• [TASK OBJECTIVE] Rewrite the lines of the records from the one containing "Identify the flat-topped" through the end of the records, inclusive. Multiply every box coordinate in the answers by 2.15 and round to whole numbers, with halves rounding up. Keep all other lines, including their sample numbers, unchanged.
═══ ENTRIES
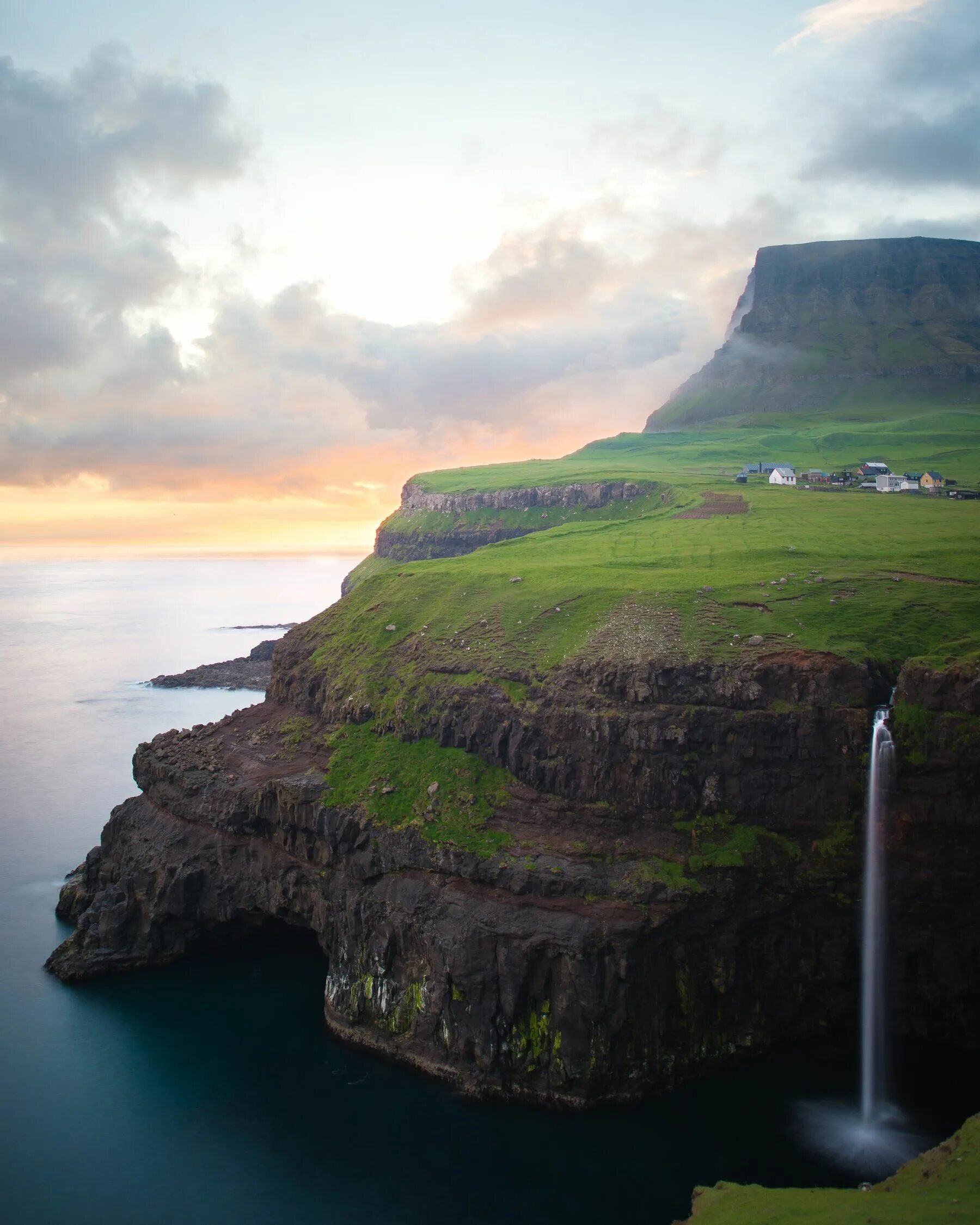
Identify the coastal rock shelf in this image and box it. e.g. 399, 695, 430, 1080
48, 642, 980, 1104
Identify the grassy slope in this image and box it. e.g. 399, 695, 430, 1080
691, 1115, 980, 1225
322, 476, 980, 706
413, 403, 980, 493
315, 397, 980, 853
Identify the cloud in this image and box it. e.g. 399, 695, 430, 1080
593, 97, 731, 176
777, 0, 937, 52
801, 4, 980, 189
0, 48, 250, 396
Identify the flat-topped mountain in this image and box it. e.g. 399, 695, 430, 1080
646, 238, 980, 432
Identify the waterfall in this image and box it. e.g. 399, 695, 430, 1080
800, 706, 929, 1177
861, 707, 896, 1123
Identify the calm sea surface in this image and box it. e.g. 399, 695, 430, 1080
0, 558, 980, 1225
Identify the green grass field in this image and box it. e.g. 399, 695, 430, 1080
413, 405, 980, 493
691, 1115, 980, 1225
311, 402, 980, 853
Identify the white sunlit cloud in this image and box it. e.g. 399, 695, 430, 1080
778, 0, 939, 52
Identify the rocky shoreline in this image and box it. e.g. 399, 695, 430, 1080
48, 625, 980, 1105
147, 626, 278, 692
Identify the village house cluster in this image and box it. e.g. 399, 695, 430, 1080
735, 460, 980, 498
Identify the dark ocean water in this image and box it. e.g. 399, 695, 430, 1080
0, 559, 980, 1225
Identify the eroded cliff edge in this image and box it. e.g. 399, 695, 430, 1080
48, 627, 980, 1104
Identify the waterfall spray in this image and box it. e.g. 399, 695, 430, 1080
══════
• [THE REPLY]
Identify the flat-topped mountain in this image and box it. e.g. 399, 695, 430, 1080
1389, 512, 2107, 929
Identify the waterfall in this image and box it. e.g. 399, 695, 430, 1080
1720, 1518, 1997, 2531
1851, 1520, 1926, 2414
Identify the calm sea surface in this image and box it. e.g. 399, 695, 430, 1080
0, 1200, 2107, 2634
Identify the green grass field in this image and box it. e.g. 399, 695, 430, 1080
888, 871, 2107, 1060
1486, 2397, 2107, 2634
669, 864, 2107, 1834
Identify the white sunlit cloud in this image and box it. e.g. 399, 695, 430, 1080
1673, 0, 2019, 112
Identify the rocky shoreline in this image and box it. e.g. 399, 695, 430, 1080
103, 1344, 2107, 2376
316, 1346, 598, 1488
Identify the village house cluster in this image and box it. e.g. 399, 695, 430, 1080
1580, 989, 2107, 1071
Identify the dark ocean water in this image and box it. e.g. 399, 695, 430, 1080
0, 1202, 2107, 2634
Identify the eroded cliff edge in this image and box it. e.g. 399, 695, 430, 1080
103, 1348, 2107, 2374
Identify the waterfall spray in this image and box it. e.g. 399, 695, 430, 1080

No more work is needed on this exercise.